EXERCISE REQUIREMENTS
Transcribe the data exactly. Leave nothing out.
--- TASK INPUT ---
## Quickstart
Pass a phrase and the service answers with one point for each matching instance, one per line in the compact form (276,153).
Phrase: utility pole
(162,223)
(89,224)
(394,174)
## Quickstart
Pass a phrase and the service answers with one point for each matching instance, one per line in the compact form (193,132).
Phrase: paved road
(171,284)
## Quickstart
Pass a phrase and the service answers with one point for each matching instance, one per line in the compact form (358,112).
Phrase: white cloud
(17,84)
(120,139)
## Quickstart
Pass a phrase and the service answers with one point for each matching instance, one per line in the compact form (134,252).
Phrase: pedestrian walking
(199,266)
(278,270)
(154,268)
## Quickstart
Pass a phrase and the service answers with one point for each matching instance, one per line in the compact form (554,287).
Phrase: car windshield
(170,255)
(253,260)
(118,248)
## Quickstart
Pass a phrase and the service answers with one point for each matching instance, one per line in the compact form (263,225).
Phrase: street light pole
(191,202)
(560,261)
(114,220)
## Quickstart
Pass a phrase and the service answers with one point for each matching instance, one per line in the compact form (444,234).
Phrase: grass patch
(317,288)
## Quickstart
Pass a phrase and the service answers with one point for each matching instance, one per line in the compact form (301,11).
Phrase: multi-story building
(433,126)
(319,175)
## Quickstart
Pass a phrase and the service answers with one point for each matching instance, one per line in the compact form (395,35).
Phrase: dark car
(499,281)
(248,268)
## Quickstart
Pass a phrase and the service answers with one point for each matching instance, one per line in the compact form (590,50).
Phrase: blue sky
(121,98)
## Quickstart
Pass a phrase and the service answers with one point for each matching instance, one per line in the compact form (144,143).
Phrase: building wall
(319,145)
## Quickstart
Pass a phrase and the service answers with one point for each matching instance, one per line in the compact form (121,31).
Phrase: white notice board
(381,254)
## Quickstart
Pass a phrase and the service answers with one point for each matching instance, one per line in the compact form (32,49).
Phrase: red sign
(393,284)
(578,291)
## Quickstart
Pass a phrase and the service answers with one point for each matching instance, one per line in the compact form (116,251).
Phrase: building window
---
EXPECTED OUTPUT
## Quickstart
Pass a phrase and the service answers with one point for each matching instance, one per line in the compact form (276,153).
Phrase: utility pole
(162,223)
(89,224)
(394,174)
## Quickstart
Pass a phrase and the service answers with one point for each matching instance, one per line in the compact form (193,132).
Phrase: paved road
(171,284)
## Quickstart
Pass a phrase and the service answers with one point for each matching instance, one per line in the compact form (358,112).
Phrase: white cloud
(17,84)
(120,139)
## Quickstart
Pass a phrase and the service answers with one point for each matching instance, one per line in the compact form (134,252).
Phrase: pedestrian walking
(199,266)
(278,270)
(154,268)
## Quickstart
Pass a phrase and the service answers with one point for each matching instance, one per line in the compact form (554,287).
Phrase: car windshield
(170,255)
(253,260)
(118,248)
## Quickstart
Pass a phrase and the service answers with one point for each matching instance, one per line in the compact form (263,225).
Phrase: street light pole
(191,202)
(560,261)
(114,220)
## Quickstart
Pass a phrase and the service answers with one point for each matching instance, one per line in the compact form (444,234).
Phrase: grass patch
(317,288)
## Quickstart
Pass a phrase and the service answers with one point for each matching instance, one per line in the compact form (301,11).
Phrase: multi-story building
(433,126)
(319,175)
## Quickstart
Pass a phrase and the service answers with one point for each matching instance, one per line in the compact form (395,35).
Phrase: dark car
(499,281)
(248,268)
## Quickstart
Pass a phrase and the service answers with one point for each matching instance, one per line in the compact form (590,50).
Phrase: blue sky
(121,98)
## Quickstart
Pass a phrase and the service answers with one point for each matching instance, one per line in the compact form (144,143).
Phrase: building wall
(319,145)
## Quickstart
Pass a phrase and the service answers with one point for each matching instance, one per line in the compact form (121,31).
Phrase: white notice board
(381,254)
## Quickstart
Pass a phrase and the service answers with one point for each matching instance, one per line in the compact form (32,49).
Phrase: red sign
(393,284)
(578,291)
## Quickstart
Pass a phrase and the service answers with one point for each matching instance, one per line in the compact form (116,251).
Phrase: building window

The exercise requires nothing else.